**Document passage:**

════════════════════

But UNISON, as the biggest health union puts a resolution (38) condemning the cuts but doesn't say what do about them. Instead, it is left to a right-wing union, Prospect which only has a few of its members in the NHS, to call in a separate resolution (39), for the TUC to organise a national demo in the spring of 2007.
The timidity of the right-wing union leaders is not an accident. It flows from their ideological support for the capitalist system which says that their job is to get what they can from the system only when it can "afford it." If it can't, then they act as the police over their own members, stopping action or more often ignoring demands to lead action.
In a pre-conference article in the Financial Times Brendan Barber, the TUC general secretary, spelt out the right-wing leadership's attitude to the process of globalisation that has resulted in the export of jobs from Britain and elsewhere to the far east.
Barber argues that the unions should not oppose globalisation. He calls that attitude: "stop the world I want to get off". Instead he says we should welcome it and try to control its affects.
He admits, for example, that it is easier for employers to get rid of British workers than elsewhere - one in six manufacturing jobs disappeared in the last four years, compared for example to Germany with 1 in 20 manufacturing jobs going. He uses this to call for a: "level playing field" and for similar employment protection to be given to British workers.
What he doesn't say is that the new German government under Angela Merkel, following Tony Blair's example, is launching a wholesale offensive against these protections.
Barber says that British workers need the same rights as other European workers, when all across Europe the bosses and their governments are busily carrying through vicious neo-liberal policies, attacking workers' rights.
In passing, he attacks those who oppose this process as old-fashioned Marxists who say: "you can't tame the excesses of capital". So his answer to the "excesses" is to look for regulation of capitalism.
But immediately he exposes the utopianism of this position when he quotes from a report that shows that ex-Rover workers, made redundant last year with the closure of Longbridge in Birmingham, earn £3,500 a year less on average than before. That's if they have got a job.
Amazingly, he says the way to rectify this is to call for an American proposal to be adopted whereby workers made redundant through job relocation as a result of globalisation should get 70% of their wages, either as a top-up if they end up with lower-paid jobs or directly from the state, as unemployment pay.
This is just another form of the state ie workers' taxes propping up greedy capitalist companies who play fast and loose with workers' lives.

════════════════════

**Provided data:**
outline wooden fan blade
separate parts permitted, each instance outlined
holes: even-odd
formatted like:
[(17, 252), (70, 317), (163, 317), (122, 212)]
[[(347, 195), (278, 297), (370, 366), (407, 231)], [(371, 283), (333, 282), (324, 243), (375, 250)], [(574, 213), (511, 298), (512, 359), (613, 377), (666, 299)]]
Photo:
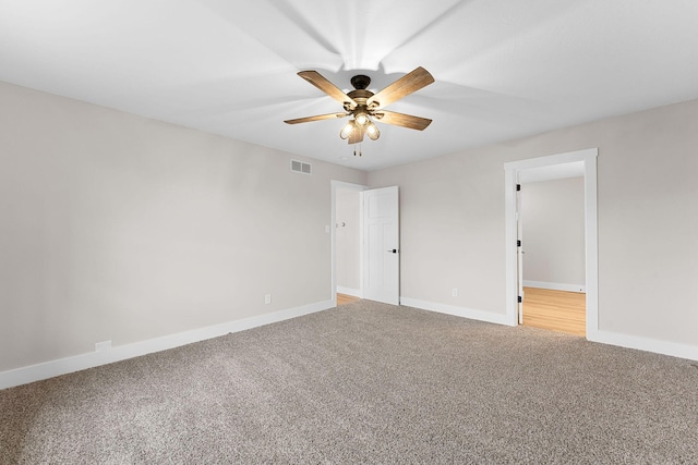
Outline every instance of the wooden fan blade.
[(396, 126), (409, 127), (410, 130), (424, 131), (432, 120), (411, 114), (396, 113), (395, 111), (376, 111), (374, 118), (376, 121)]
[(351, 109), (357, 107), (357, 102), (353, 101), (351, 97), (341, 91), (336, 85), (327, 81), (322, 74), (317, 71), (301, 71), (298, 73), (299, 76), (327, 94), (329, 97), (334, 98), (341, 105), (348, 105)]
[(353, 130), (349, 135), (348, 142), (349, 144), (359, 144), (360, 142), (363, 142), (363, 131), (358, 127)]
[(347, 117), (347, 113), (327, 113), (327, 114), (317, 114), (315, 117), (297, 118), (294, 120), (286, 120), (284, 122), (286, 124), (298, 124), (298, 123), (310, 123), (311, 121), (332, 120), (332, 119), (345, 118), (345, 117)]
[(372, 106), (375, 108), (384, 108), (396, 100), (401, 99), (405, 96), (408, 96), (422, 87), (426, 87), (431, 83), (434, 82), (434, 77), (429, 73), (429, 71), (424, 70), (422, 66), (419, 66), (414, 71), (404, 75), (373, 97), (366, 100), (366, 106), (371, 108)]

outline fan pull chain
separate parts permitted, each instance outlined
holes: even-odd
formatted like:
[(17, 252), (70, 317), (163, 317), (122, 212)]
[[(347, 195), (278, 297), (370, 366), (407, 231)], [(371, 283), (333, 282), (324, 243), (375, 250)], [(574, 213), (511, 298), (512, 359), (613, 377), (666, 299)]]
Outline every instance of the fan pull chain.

════════════════════

**Instruction 1:**
According to the union article, how much less per year do ex-Rover workers made redundant at Longbridge earn on average than before?
**Instruction 2:**
List every person named in the union article.
**Instruction 3:**
Please transcribe the union article from "In passing, he" to "regulation of capitalism.".

**Exercise solution 1:**
They earn £3,500 a year less on average.

**Exercise solution 2:**
Brendan Barber, Angela Merkel, Tony Blair

**Exercise solution 3:**
In passing, he attacks those who oppose this process as old-fashioned Marxists who say: "you can't tame the excesses of capital". So his answer to the "excesses" is to look for regulation of capitalism.